本文:
----

テキトーエレガンス

テキトーでも人生うまくいく!

【最後のイタコ】南部イタコ・松田広子さんに会いに行ってきた!【in 青森】


こんにちは。BlissBliss⋆*@テキトーでもうまくいくです。

10月1日に緊急事態宣言とまん延防止措置法が半年ぶりに全国で一斉解除され、自粛続きで低迷しまくいっている中とても明るい話題となった。

そんな中、今月始まって早々にある大きな決断をした。

以前から気になっていたものの、ず〜っと迷っていた人へ逢いに行ってみることにしたのだ。

逢いに行くと言ってもあくまで”お客さん”としてなんだけど…。

それでも小心者の私にとってちょっと勇気が必要だった。

その会いたい方とは、『最後のイタコ』として一時期TVなどで紹介されたこともあり、自らの自伝を綴った著書もある青森県在住の南部イタコ・松田広子さんだ。

以前何かのきっかけで松田広子氏の著書を読んだことがあり、TVにも出ていてうっすら関心は頭の片隅にあった。

たまたまAmazonアンリミテッドで公開されていたコミックエッセイ『八戸イタコ紀行 (山本まゆり著)』を読んでその関心が再び蘇ったことで、これは何かに呼ばれたような気がして行ってみたい衝動が込み上げてきた。

よし行こうと決めたら早い。私はビビリな癖にフットワークは軽いのである。

松田広子氏とコンタクトを取りすぐ日にちの調整をしてもらい、実際に本物のイタコに会いに行くことが決定した。

イタコって何?イタコについて知っておこう

それにはまず、イタコって何?という方のために、イタコについて簡単にお話ししなければいけない。

多少情報が間違っているかもしれないがご容赦ください。

南部イタコ・松田広子氏が活躍する南部イタコのホームタウンは、青森県八戸市にある。

イタコって聞くと、つい『あなたの知らない世界』とか『宜保愛子』『木村藤子』がすぐ思い浮かんでしまうあなたは40代以上に違いない。

だって昔、TVの心霊特集によく出ていた恐山のイタコは皆お年を召した老婆で、一心不乱にお念仏を唱えながら冥土にいる霊魂を降ろするのである。もうこれだけで子供をビビらすには十分すぎるイメージの完成だ。

----

依頼内容 1:
下の記録で「building」という文字列を含む行はどれですか？大文字と小文字を区別して該当する行をすべて選び出し、そのまま書き写してください。

----

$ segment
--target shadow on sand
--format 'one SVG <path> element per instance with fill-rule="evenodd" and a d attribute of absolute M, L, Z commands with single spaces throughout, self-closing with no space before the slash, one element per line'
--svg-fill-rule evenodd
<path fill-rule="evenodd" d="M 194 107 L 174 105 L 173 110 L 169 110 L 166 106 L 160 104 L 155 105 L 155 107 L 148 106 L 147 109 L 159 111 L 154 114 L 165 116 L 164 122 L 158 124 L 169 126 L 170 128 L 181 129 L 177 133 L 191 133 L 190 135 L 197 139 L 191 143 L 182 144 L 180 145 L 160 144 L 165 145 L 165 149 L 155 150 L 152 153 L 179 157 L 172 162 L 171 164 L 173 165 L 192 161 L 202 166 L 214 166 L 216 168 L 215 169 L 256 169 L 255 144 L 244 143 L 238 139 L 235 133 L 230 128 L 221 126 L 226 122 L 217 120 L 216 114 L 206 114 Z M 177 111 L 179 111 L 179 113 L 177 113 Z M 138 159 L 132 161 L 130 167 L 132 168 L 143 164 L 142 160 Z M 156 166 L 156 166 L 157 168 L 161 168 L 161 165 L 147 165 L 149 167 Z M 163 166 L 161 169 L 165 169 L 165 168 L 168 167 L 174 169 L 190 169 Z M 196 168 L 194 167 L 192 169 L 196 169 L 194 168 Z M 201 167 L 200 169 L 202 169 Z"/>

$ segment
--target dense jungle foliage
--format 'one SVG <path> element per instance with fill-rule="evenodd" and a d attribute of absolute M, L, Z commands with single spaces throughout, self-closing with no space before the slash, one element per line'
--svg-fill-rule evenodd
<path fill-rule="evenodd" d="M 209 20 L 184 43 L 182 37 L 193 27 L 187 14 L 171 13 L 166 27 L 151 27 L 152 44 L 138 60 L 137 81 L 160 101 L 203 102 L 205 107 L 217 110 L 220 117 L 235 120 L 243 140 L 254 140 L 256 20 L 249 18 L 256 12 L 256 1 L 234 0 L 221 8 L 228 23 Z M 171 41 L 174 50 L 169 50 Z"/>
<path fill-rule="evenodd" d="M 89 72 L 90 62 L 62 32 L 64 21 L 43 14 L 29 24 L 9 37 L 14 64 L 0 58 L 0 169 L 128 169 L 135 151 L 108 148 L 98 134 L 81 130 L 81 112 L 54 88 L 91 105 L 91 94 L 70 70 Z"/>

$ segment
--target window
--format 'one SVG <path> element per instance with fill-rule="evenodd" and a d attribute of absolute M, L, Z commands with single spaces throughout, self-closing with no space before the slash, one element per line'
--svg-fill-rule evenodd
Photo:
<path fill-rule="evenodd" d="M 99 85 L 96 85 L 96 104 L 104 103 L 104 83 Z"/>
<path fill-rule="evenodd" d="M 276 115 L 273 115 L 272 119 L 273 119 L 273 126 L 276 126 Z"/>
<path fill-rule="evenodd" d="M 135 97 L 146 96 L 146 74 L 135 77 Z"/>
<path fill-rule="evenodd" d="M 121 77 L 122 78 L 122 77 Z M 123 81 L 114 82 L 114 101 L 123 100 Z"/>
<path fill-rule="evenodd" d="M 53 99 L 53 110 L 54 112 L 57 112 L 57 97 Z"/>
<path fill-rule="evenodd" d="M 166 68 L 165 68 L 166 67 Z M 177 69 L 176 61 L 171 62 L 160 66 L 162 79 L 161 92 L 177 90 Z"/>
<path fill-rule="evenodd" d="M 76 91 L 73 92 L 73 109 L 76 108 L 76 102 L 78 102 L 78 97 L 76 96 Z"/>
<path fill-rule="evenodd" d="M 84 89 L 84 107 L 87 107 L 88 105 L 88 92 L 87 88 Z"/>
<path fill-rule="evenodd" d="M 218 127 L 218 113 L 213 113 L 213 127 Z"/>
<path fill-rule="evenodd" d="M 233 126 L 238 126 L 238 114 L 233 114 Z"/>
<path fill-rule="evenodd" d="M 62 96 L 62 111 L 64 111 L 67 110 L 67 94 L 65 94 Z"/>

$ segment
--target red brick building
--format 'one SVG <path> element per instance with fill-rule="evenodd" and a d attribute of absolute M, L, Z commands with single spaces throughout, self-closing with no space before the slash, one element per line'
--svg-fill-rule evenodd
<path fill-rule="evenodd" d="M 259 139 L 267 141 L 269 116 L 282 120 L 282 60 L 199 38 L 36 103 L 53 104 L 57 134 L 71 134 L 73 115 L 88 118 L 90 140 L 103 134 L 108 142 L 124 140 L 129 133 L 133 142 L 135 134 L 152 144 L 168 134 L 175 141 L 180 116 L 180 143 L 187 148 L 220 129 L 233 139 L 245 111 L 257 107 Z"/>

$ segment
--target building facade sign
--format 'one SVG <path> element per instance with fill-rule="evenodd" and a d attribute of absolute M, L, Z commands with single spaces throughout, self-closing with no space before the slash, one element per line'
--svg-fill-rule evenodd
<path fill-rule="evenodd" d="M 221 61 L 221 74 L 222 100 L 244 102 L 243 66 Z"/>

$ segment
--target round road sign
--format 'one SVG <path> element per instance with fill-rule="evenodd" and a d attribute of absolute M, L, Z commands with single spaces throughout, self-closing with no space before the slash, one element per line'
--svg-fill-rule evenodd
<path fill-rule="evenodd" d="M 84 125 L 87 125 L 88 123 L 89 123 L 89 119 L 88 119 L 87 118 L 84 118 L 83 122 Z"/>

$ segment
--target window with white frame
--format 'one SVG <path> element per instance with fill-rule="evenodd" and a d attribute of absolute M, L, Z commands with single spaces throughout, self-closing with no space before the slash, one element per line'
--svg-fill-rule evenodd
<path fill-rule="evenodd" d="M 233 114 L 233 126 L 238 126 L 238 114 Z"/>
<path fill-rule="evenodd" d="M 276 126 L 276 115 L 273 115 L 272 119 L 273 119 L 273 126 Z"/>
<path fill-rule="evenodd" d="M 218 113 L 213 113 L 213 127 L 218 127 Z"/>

----

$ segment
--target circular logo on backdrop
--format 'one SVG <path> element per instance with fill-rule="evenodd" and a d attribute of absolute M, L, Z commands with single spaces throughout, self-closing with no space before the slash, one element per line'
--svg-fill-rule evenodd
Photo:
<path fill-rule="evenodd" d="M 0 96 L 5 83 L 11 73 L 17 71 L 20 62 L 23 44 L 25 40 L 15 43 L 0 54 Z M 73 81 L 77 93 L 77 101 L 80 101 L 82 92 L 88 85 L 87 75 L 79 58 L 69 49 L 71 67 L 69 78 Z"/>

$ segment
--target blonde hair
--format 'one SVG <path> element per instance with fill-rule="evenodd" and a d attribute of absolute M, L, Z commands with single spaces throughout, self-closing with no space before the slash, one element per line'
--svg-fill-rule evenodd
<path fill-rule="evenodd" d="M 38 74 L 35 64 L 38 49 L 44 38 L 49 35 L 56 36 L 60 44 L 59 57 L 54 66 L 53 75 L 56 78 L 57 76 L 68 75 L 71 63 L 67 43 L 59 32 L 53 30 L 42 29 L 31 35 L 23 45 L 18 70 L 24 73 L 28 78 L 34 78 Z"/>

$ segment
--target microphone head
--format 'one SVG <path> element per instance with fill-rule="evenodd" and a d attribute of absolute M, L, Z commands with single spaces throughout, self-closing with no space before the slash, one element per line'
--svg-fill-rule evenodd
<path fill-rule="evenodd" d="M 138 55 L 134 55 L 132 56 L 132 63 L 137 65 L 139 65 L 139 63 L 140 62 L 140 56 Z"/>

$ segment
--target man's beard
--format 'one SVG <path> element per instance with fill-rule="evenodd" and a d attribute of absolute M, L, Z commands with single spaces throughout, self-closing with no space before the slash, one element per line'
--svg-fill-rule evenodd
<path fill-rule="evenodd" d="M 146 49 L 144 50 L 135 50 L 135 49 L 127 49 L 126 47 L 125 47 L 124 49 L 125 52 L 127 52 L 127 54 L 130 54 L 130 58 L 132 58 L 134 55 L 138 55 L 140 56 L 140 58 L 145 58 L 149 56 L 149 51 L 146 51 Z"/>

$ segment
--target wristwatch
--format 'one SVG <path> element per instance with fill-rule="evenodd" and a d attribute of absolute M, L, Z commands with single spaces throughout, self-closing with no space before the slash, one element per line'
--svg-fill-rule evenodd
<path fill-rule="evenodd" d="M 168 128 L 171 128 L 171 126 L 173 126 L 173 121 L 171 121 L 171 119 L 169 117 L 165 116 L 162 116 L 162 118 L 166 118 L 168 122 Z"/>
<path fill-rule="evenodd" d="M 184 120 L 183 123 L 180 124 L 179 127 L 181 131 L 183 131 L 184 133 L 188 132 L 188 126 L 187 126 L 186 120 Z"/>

----

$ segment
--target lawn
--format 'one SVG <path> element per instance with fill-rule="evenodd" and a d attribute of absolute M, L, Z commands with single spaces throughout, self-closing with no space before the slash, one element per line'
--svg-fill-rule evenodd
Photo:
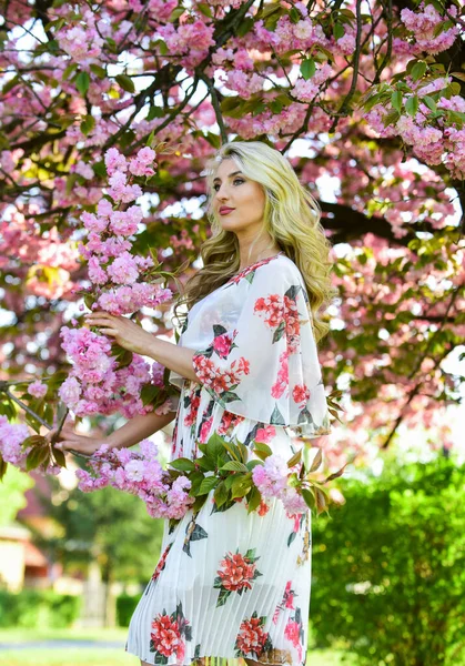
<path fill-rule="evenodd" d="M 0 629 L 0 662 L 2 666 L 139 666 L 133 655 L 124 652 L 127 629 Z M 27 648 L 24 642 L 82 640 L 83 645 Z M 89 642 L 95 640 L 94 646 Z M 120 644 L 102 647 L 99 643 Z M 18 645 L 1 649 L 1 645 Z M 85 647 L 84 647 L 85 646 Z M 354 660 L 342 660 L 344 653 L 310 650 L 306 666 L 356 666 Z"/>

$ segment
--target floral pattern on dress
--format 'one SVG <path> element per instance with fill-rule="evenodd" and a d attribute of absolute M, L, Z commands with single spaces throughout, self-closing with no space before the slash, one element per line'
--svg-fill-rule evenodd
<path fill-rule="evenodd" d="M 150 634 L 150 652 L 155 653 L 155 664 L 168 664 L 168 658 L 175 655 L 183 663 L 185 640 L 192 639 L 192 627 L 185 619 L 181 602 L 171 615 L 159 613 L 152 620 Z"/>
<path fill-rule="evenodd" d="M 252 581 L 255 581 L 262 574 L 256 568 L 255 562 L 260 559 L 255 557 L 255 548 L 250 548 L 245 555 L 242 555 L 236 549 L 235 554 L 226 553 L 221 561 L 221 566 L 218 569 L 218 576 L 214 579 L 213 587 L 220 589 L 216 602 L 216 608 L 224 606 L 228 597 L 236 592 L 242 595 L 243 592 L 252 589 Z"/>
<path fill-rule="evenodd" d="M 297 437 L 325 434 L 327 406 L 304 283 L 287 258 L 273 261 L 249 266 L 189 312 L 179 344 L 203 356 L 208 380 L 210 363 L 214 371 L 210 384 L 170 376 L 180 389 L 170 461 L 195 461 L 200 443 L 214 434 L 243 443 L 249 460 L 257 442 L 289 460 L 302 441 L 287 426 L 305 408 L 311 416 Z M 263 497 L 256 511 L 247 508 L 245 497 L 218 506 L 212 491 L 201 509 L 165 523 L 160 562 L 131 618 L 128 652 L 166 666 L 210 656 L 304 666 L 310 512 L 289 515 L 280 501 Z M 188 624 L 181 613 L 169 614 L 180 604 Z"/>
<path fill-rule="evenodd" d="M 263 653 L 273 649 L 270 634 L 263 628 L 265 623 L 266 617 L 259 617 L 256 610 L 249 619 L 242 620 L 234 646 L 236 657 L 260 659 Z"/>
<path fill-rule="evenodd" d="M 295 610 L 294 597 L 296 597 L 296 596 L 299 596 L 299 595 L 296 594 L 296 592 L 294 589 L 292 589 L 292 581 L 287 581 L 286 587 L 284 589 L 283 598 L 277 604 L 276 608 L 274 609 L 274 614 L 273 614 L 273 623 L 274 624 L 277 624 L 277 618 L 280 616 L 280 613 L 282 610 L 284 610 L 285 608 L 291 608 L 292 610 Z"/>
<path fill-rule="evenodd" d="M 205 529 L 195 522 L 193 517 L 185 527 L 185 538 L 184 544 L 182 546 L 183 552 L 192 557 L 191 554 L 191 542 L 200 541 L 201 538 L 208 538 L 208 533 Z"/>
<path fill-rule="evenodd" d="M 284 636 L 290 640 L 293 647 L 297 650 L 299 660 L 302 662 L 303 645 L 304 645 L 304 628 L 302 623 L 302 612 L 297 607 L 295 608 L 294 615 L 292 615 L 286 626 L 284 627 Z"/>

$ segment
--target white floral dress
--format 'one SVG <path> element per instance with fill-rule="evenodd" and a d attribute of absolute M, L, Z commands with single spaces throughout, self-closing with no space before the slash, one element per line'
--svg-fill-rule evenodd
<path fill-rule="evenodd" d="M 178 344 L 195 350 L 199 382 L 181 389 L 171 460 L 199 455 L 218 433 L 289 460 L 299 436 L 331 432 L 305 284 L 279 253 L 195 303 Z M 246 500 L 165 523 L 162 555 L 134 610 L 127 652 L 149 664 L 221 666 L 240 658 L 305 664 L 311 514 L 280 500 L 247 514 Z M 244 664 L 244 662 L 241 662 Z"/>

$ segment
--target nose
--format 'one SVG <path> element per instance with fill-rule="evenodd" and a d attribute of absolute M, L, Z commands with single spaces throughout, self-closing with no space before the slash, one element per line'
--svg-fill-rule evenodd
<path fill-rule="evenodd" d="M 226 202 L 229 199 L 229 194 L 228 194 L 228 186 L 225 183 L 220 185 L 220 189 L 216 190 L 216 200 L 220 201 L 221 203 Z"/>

----

依頼内容 2:
上の本文の「以前何かのきっかけで松田広子」から「みたい衝動が込み上げてきた。」までを、一字も変えずに書き出してもらえますか？

最終回答 1:
--target red brick building
--target building facade sign

最終回答 2:
以前何かのきっかけで松田広子氏の著書を読んだことがあり、TVにも出ていてうっすら関心は頭の片隅にあった。

たまたまAmazonアンリミテッドで公開されていたコミックエッセイ『八戸イタコ紀行 (山本まゆり著)』を読んでその関心が再び蘇ったことで、これは何かに呼ばれたような気がして行ってみたい衝動が込み上げてきた。